#### Task goal
Transcribe, word for word and with nothing extra, the line containing "Return one point per instance of the black-framed" and each line that comes after it in the entries.

#### Extracted material

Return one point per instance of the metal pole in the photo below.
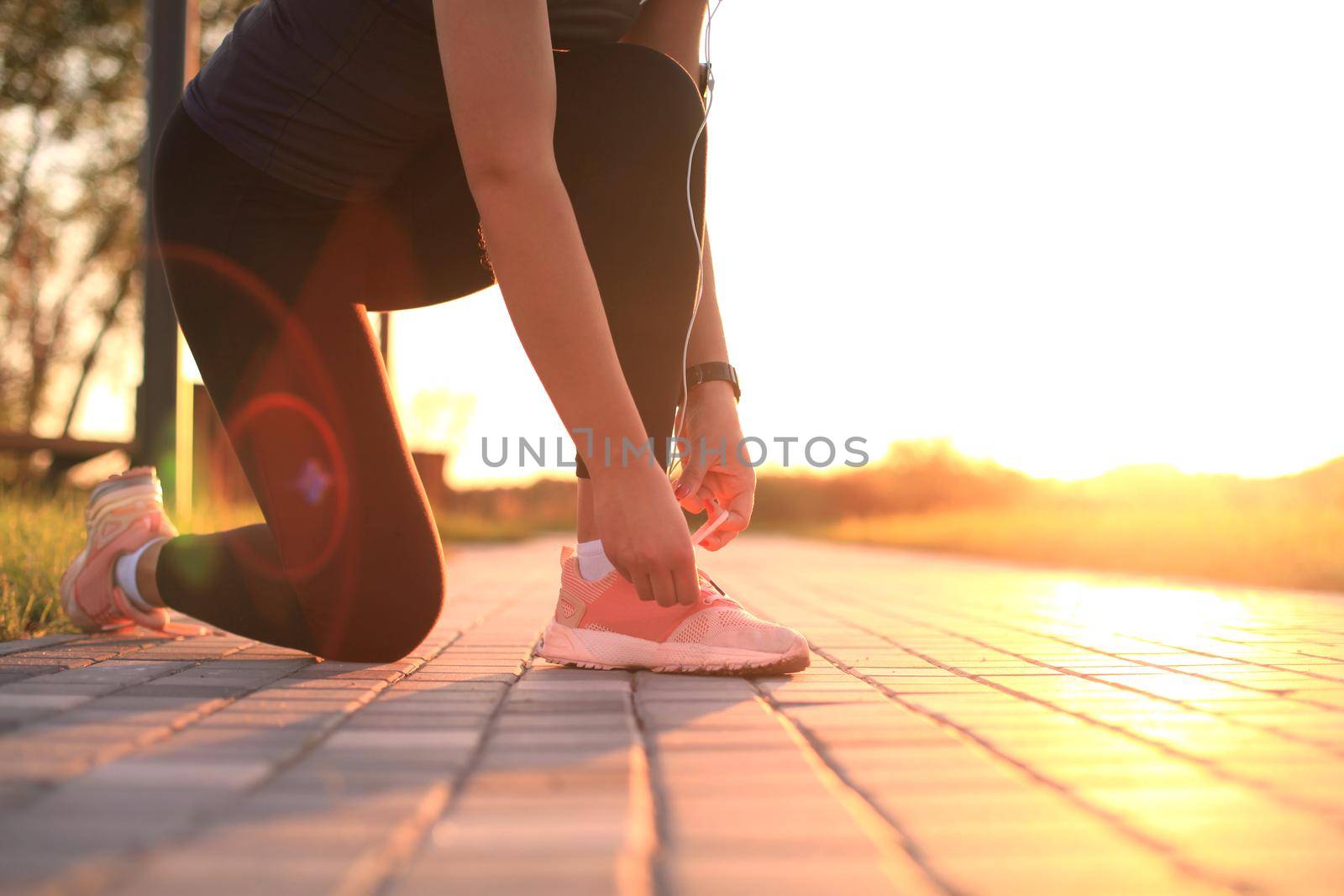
(167, 27)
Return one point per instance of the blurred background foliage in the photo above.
(71, 136)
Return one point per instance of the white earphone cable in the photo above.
(696, 234)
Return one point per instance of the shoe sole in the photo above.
(591, 649)
(67, 594)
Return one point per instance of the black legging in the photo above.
(272, 285)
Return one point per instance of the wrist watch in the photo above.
(712, 371)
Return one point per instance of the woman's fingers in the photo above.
(664, 591)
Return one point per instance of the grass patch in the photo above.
(1290, 546)
(42, 531)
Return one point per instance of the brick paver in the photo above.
(965, 728)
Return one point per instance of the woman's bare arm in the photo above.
(501, 80)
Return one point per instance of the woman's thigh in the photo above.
(421, 239)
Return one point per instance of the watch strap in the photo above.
(711, 372)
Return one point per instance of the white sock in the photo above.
(124, 574)
(593, 563)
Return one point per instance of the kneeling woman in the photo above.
(346, 155)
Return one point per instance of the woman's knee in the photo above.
(391, 609)
(627, 93)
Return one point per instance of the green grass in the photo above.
(40, 532)
(1292, 546)
(38, 537)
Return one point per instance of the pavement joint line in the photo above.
(648, 812)
(412, 835)
(1109, 819)
(116, 871)
(1117, 656)
(1250, 782)
(902, 859)
(120, 869)
(1113, 820)
(1231, 719)
(1253, 663)
(151, 738)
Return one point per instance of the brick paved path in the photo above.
(965, 728)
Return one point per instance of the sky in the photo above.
(1066, 237)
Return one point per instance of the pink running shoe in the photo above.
(125, 511)
(604, 625)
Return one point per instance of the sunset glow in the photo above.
(1065, 238)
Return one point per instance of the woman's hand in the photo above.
(644, 533)
(714, 466)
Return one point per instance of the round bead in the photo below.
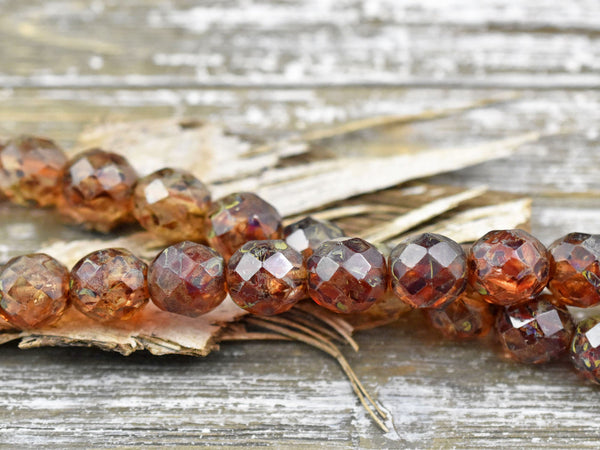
(467, 317)
(307, 234)
(98, 190)
(534, 332)
(575, 272)
(508, 267)
(266, 277)
(173, 204)
(428, 270)
(109, 284)
(240, 218)
(188, 279)
(585, 349)
(347, 275)
(34, 290)
(31, 170)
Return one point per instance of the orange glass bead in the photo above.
(508, 267)
(428, 270)
(266, 277)
(172, 204)
(347, 275)
(307, 234)
(31, 171)
(467, 317)
(575, 273)
(109, 284)
(98, 190)
(240, 218)
(34, 290)
(535, 332)
(585, 349)
(188, 279)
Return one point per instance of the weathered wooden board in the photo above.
(264, 68)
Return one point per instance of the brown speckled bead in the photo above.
(585, 349)
(508, 267)
(172, 204)
(31, 171)
(240, 218)
(98, 190)
(575, 273)
(428, 270)
(109, 284)
(266, 277)
(467, 317)
(307, 234)
(188, 279)
(534, 332)
(347, 275)
(34, 290)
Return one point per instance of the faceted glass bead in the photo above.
(109, 284)
(31, 170)
(239, 218)
(585, 349)
(173, 204)
(347, 275)
(575, 272)
(467, 317)
(188, 279)
(534, 332)
(508, 267)
(307, 234)
(34, 290)
(428, 270)
(98, 190)
(266, 277)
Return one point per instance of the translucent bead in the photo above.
(428, 270)
(31, 170)
(347, 275)
(534, 332)
(109, 284)
(266, 277)
(188, 279)
(575, 273)
(307, 234)
(240, 218)
(508, 267)
(172, 204)
(98, 190)
(34, 290)
(467, 317)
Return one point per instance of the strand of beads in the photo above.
(266, 269)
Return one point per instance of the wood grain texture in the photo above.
(265, 68)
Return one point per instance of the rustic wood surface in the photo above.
(264, 68)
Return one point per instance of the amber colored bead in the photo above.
(34, 290)
(240, 218)
(467, 317)
(173, 204)
(508, 267)
(188, 279)
(428, 270)
(31, 171)
(109, 284)
(534, 332)
(266, 277)
(575, 272)
(98, 190)
(347, 275)
(307, 234)
(585, 349)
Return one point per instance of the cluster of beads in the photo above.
(266, 268)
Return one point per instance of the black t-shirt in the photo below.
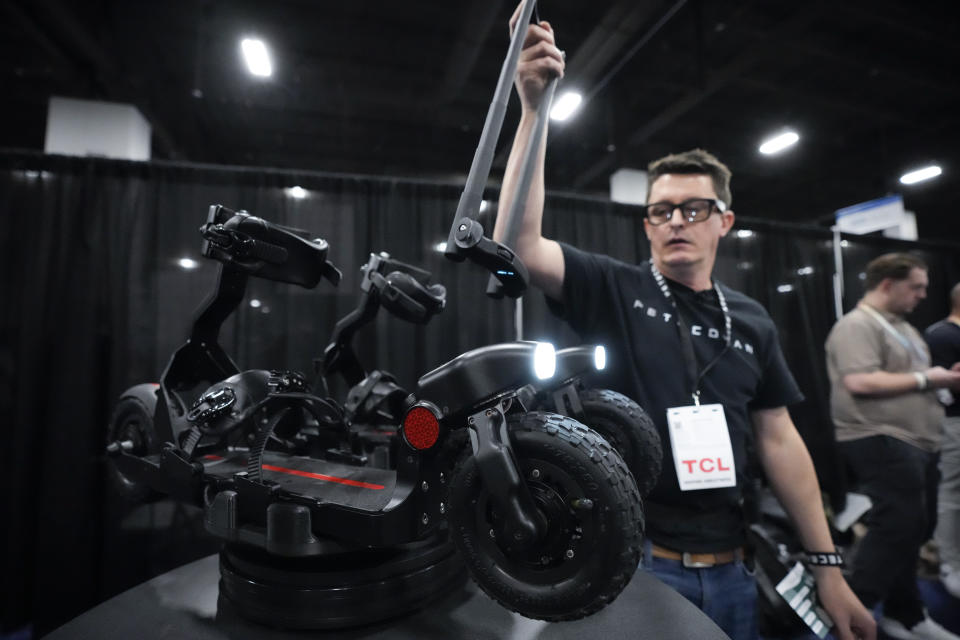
(620, 306)
(943, 338)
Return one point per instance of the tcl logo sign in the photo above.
(706, 465)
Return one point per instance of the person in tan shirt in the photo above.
(887, 416)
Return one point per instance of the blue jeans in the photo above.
(726, 593)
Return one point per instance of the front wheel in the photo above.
(132, 421)
(591, 508)
(631, 431)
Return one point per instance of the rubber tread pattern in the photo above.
(614, 556)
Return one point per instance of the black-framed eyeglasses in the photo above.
(693, 210)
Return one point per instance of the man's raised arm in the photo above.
(540, 60)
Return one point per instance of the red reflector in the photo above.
(421, 428)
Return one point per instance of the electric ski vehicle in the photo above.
(542, 510)
(374, 402)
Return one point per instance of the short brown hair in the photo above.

#### Written solution
Return one point per instance of the black-framed eyeglasses in the photo above.
(693, 210)
Return one point per instance of the man's raised arm in the photo above.
(540, 60)
Return one point per instance of the red reflector in the photo above.
(421, 428)
Return one point per instance of the electric ski vehicle in the photo above.
(542, 510)
(374, 402)
Return one point per instance of the short brown hair in the photo above.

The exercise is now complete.